Task to carry out -> Output the stretch of the listing from its start through the line that contains "954L1240 953L1244 1018L1387" as a JSON list of strings, one string per line and no blank lines. Leave the pictures out of your answer.

+-------+

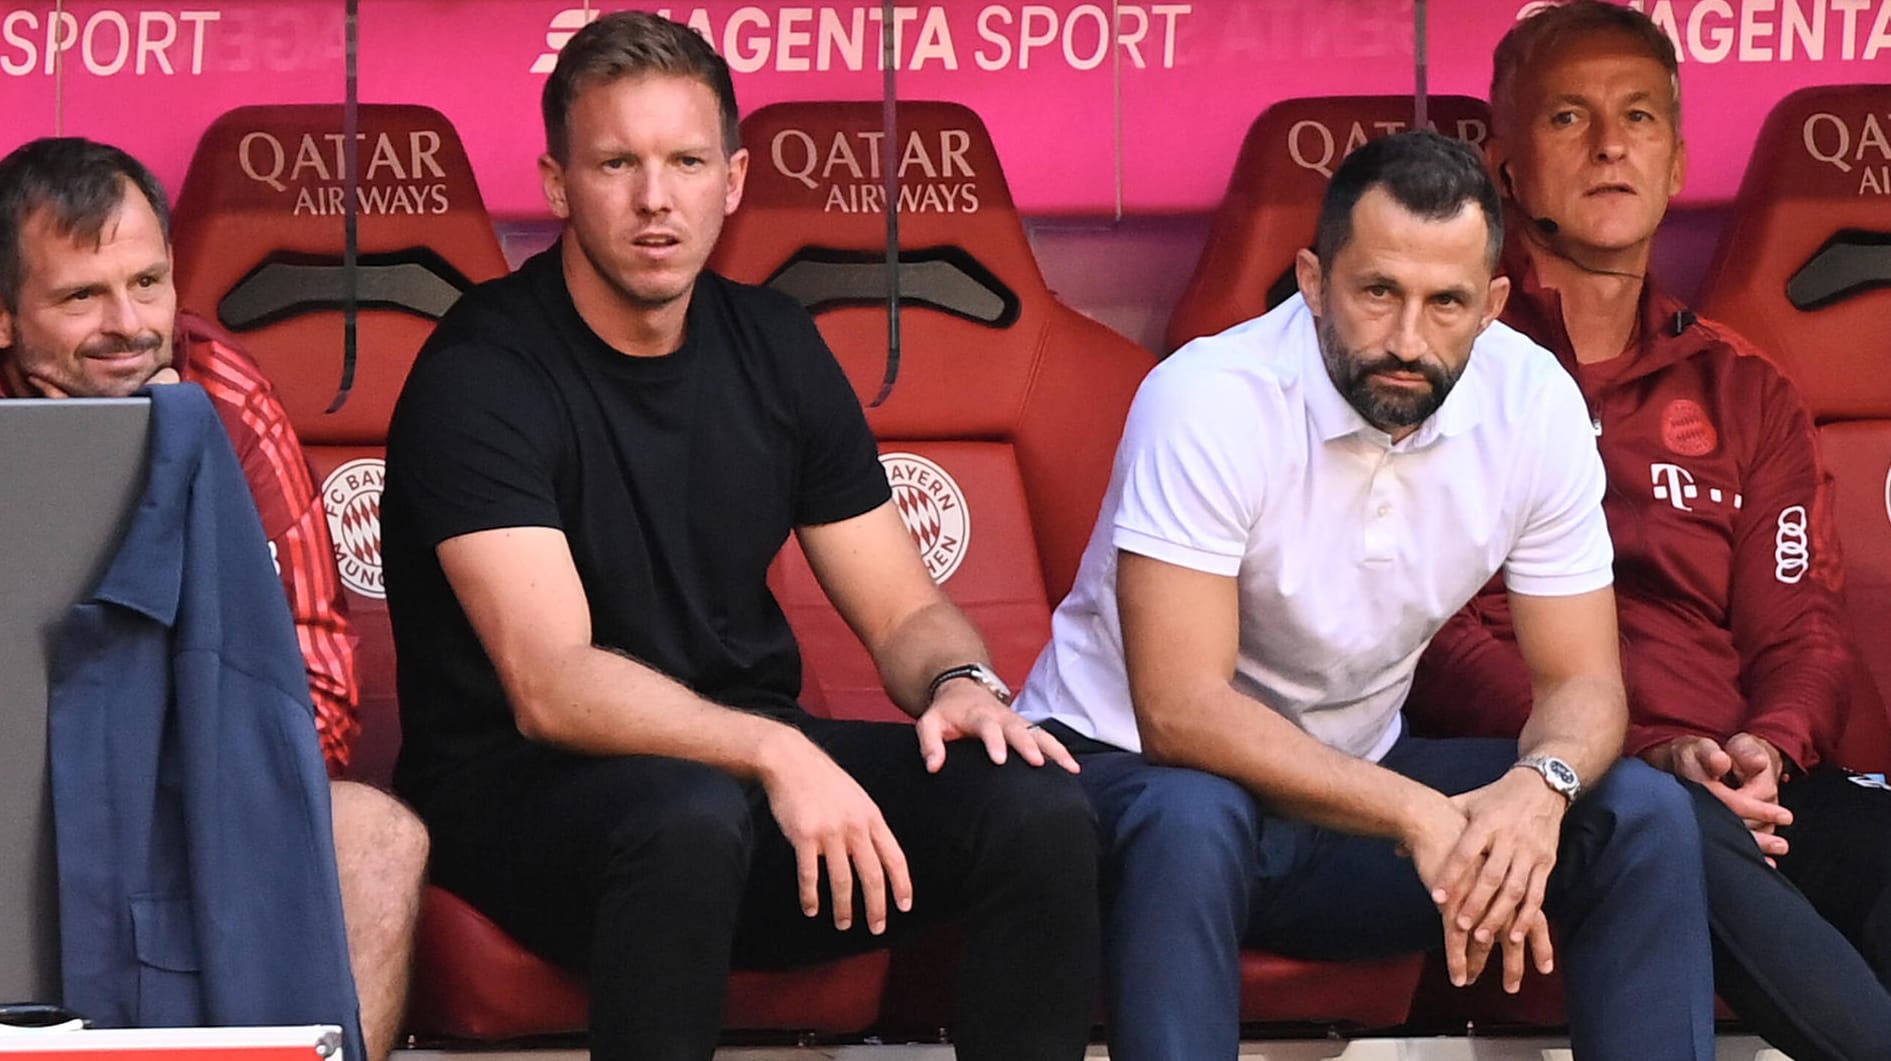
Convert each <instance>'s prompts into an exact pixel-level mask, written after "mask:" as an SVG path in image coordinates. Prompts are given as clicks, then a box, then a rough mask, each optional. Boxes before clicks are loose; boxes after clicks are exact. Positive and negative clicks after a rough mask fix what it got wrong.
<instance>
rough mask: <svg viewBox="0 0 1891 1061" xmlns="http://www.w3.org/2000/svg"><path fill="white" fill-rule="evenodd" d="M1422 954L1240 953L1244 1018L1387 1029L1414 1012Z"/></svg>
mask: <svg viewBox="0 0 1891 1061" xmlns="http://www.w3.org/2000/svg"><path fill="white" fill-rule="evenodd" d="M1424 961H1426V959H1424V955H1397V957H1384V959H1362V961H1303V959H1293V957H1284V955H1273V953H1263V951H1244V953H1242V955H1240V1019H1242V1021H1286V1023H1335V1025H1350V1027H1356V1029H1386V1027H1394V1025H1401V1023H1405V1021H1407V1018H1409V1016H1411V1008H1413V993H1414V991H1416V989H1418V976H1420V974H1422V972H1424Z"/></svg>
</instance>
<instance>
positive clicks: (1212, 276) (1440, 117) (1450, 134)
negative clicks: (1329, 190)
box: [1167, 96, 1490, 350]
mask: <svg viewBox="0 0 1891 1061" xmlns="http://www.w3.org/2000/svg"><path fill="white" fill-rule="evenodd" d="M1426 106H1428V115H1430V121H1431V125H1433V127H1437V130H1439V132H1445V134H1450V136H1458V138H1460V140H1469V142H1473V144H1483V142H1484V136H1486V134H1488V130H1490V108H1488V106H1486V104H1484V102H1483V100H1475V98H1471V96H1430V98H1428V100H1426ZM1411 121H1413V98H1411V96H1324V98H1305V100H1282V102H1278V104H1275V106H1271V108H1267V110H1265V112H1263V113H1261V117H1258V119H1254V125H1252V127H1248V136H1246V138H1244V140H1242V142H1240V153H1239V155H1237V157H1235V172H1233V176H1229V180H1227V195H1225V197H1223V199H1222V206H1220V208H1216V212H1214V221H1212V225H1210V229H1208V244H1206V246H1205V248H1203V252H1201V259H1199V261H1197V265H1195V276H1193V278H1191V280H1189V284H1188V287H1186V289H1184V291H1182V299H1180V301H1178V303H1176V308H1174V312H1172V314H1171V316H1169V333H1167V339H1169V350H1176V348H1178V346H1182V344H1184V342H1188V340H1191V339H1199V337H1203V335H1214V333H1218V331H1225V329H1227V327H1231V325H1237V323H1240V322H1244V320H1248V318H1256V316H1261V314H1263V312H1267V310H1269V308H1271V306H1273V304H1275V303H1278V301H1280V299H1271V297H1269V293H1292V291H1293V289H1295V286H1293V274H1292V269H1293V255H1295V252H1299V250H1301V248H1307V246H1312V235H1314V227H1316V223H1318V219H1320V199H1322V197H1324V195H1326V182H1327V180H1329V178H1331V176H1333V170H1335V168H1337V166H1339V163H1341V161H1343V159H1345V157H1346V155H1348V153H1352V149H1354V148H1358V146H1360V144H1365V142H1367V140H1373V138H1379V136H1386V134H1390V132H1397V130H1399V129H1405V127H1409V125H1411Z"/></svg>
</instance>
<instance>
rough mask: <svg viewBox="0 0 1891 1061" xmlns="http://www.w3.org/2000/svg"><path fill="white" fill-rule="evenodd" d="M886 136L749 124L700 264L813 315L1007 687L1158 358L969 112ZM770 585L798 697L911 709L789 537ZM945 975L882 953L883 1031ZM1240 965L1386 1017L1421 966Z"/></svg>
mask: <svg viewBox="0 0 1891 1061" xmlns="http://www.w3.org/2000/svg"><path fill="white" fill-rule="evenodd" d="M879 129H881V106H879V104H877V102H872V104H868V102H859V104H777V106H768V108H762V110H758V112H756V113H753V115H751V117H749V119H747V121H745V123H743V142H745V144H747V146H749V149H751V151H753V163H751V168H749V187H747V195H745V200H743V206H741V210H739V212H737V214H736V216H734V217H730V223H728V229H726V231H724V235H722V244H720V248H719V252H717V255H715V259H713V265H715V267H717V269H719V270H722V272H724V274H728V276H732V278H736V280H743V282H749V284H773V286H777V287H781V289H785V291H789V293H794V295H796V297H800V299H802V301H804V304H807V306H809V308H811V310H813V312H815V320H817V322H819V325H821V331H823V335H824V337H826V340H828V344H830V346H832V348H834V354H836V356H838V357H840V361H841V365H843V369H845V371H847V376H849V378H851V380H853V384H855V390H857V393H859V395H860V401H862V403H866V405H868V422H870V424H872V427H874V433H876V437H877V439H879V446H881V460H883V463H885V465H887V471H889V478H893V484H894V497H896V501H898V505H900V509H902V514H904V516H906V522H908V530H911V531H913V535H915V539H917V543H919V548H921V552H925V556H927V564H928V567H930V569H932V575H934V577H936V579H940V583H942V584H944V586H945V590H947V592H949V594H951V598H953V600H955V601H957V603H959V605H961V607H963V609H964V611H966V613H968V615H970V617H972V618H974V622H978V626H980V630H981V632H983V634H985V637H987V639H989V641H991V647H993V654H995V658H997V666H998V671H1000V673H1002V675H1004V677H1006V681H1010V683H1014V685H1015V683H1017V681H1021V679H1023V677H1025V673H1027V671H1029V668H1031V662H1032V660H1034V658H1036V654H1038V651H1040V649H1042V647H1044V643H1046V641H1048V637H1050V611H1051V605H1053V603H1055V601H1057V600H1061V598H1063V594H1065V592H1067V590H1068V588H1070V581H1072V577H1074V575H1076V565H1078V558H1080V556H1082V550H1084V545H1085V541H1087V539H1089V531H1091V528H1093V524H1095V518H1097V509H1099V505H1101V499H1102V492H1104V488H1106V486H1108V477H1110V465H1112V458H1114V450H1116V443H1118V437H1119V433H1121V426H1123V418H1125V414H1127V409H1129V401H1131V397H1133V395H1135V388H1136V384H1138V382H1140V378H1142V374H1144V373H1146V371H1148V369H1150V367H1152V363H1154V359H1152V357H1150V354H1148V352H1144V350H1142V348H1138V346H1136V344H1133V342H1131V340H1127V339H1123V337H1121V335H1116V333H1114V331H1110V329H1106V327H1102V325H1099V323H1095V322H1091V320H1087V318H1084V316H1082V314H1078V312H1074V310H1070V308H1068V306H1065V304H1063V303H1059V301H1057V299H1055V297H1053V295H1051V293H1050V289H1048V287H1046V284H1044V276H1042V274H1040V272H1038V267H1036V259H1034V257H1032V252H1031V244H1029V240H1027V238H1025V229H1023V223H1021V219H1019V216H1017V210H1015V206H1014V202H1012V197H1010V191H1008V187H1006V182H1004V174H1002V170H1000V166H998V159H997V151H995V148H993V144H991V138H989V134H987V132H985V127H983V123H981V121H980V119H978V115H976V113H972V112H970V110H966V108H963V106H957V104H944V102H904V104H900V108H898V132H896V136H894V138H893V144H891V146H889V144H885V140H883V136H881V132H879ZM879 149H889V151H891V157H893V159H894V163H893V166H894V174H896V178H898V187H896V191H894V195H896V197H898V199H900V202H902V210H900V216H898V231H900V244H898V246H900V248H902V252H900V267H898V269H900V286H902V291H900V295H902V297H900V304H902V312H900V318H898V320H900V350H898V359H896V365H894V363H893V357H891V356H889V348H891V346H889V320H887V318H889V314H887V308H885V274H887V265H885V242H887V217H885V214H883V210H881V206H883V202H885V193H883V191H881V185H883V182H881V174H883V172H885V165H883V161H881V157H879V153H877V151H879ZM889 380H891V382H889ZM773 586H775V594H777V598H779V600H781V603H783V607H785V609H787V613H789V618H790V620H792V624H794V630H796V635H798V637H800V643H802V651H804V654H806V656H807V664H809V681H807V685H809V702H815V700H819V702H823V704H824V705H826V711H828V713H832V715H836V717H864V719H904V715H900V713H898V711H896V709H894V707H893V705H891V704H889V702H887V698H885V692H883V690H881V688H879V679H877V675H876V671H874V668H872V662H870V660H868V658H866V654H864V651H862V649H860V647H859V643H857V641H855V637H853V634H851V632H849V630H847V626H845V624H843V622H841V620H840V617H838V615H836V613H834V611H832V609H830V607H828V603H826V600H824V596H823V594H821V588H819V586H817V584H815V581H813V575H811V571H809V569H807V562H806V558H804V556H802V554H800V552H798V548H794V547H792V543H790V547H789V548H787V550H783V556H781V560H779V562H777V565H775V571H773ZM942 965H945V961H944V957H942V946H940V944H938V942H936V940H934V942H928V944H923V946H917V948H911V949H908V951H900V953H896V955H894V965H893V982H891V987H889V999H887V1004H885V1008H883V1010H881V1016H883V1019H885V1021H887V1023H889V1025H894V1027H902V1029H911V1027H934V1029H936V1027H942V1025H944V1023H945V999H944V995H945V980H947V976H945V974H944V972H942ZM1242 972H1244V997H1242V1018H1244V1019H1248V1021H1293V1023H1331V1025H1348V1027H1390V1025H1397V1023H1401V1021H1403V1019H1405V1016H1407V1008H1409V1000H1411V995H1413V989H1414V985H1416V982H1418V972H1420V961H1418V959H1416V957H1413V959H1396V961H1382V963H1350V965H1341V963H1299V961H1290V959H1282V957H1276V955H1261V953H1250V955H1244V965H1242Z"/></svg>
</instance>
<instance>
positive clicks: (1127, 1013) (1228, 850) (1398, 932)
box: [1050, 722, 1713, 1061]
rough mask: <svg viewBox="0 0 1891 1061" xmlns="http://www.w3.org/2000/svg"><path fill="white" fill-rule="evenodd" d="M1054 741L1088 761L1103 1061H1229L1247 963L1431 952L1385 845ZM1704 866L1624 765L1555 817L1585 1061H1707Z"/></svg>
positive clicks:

+-------+

Response ->
[
  "Convert each <instance>'s prompts into an exact pixel-level mask, written after \"mask:\" as an SVG path in image coordinates. Prompts are given as clicks, then a box, then a rough mask, each optional. Boxes before clicks are loose; boxes after clicks are exact. Positive and negative clicks after a rough mask fix what it got wrong.",
  "<instance>",
  "rough mask: <svg viewBox=\"0 0 1891 1061\" xmlns=\"http://www.w3.org/2000/svg\"><path fill=\"white\" fill-rule=\"evenodd\" d=\"M1422 954L1240 953L1244 1018L1387 1029L1414 1012Z\"/></svg>"
]